■ Extract
•••••
1) Efforts to assess and monitor forests, which previously focussed primarily on area and timber supply, are being expanded to reflect the full range of goods and services that forests provide, including the preservation of biological diversity.
2) In providing habitat for more than half of the world’s species, forests play a major role in maintaining global biodiversity. Species richness varies among forest types and locations, but the capacity of any given forest to retain its original complement of biodiversity is a crucial factor in biodiversity trends.
3) Human activity is affecting the capacity of forests for biodiversity preservation through reduction in overall forest area (deforestation), changes in the spatial configuration of forests (forest fragmentation) and changes to forest structure and composition. While the first of these is already being monitored at global scales, this paper proposes approaches for monitoring changes in forest configuration at similar scales and for evaluating the magnitude of human influence as an indicator of other ecological changes
4) The impacts on biodiversity of alteration of forest spatial configuration by deforestation and fragmentation are primarily through:
• Area effects – the tendency of small forest patches to support only subsets of the biodiversity complement of large areas and to be more vulnerable because of their size;
• Edge and gradient effects – the impact of the interface with non-forest ecosystems, which affects environmental variables and biotic interactions;
• Isolation effects – the separation of populations of forest organisms from similar populations and other forest areas, reducing genetic change and diversity and resource availability.
5) Measuring forest configuration and spatial integrity at broad geographic scales can be done using geographic information systems (GIS) to quantify indices that address each of these impacts:
§ Patch size – the area of each contiguous unit of forest cover;
§ Spatially weighted forest density – the % of cells within a given radius that are occupied by forest;
§ Connectivity – the from each forest cell to ‘core’ forest distance along a forested route.
These indices can all be presented in both mapped and statistical form to support decision-making. Constraints on their measurement include the coarse resolution of the land-cover data available for global and regional scale analyses.
6) A single summary index of forest spatial integrity, which combines the three basic indices is proposed as a useful indicator of forest capacity to retain a full biodiversity complement. It can be displayed in mapped form to support decision making with biologically meaningful information. It can also be summarised statistically to provide a baseline for monitoring.
7) Other ecological changes brought about by human activity are better investigated by measuring the driver of change, human activity itself. This can best be assessed by combining spatial information about settlements, infrastructure and land use in relation to ecosystem distribution.
8) A well-developed example of this approach is the Australian Wilderness Index, which evaluates remoteness from human influence in terms of distance and land use intensity.
9) This approach is illustrated applied at the global scale, and proposed as the basis for a measure of forest naturalness. The forest naturalness index would be derived by overlaying the wilderness index with forest cover and assigning a wilderness index score to each forest unit.
10) The resulting data on forest naturalness could be displayed in both mapped and statistical forms, and baselines could be established for monitoring work.
11) The implementation of baseline assessments and subsequent monitoring of forest spatial integrity and naturalness as proposed in this paper would be a significant advance over current periodic forest assessments. It would ensure that they addressed biodiversity preservation as one of the multiple benefits included in the periodic assessment of the world’s forest resources.
•••••
■ Extracted data
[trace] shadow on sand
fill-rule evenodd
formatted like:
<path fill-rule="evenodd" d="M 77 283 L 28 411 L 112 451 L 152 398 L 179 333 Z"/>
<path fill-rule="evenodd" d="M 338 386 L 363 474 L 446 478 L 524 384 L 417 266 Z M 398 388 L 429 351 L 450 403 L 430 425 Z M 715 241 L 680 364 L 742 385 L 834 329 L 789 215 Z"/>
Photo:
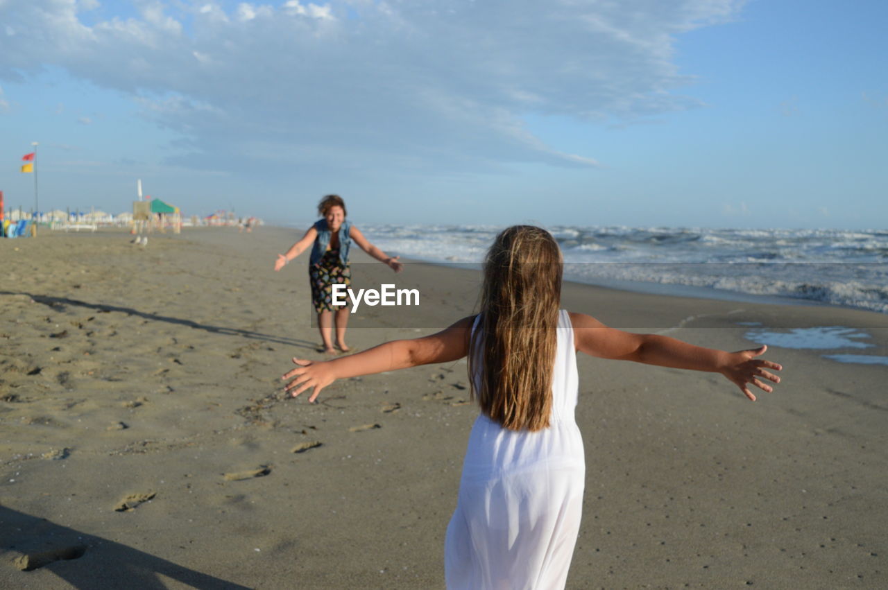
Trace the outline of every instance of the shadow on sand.
<path fill-rule="evenodd" d="M 278 344 L 289 344 L 291 346 L 298 346 L 300 348 L 312 349 L 313 350 L 316 349 L 318 346 L 315 342 L 308 342 L 307 340 L 298 340 L 296 338 L 275 336 L 273 334 L 261 334 L 259 332 L 253 332 L 251 330 L 241 330 L 234 327 L 208 326 L 206 324 L 199 324 L 190 319 L 182 319 L 180 318 L 173 318 L 171 316 L 161 316 L 156 313 L 146 313 L 145 311 L 139 311 L 139 310 L 134 310 L 131 307 L 107 305 L 106 303 L 91 303 L 89 302 L 80 301 L 79 299 L 71 299 L 70 297 L 53 297 L 52 295 L 33 295 L 31 293 L 24 293 L 20 291 L 20 292 L 0 291 L 0 295 L 26 295 L 28 297 L 30 297 L 37 303 L 43 303 L 44 305 L 47 305 L 56 310 L 64 309 L 66 305 L 76 305 L 78 307 L 84 307 L 86 309 L 95 310 L 96 311 L 103 313 L 107 311 L 117 311 L 119 313 L 125 313 L 131 316 L 139 316 L 139 318 L 144 318 L 151 321 L 178 324 L 179 326 L 193 327 L 196 330 L 205 330 L 207 332 L 211 332 L 213 334 L 222 334 L 229 336 L 242 336 L 244 338 L 250 338 L 251 340 L 263 340 L 267 342 L 276 342 Z"/>
<path fill-rule="evenodd" d="M 161 576 L 201 590 L 249 588 L 3 506 L 0 554 L 4 587 L 26 587 L 30 572 L 44 569 L 75 588 L 161 590 Z"/>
•••••
Repeat the passage from the forest biodiversity summary above word for word, beginning at the words "These indices can" and stopping after "to ecosystem distribution.".

■ Worked solution
These indices can all be presented in both mapped and statistical form to support decision-making. Constraints on their measurement include the coarse resolution of the land-cover data available for global and regional scale analyses.
6) A single summary index of forest spatial integrity, which combines the three basic indices is proposed as a useful indicator of forest capacity to retain a full biodiversity complement. It can be displayed in mapped form to support decision making with biologically meaningful information. It can also be summarised statistically to provide a baseline for monitoring.
7) Other ecological changes brought about by human activity are better investigated by measuring the driver of change, human activity itself. This can best be assessed by combining spatial information about settlements, infrastructure and land use in relation to ecosystem distribution.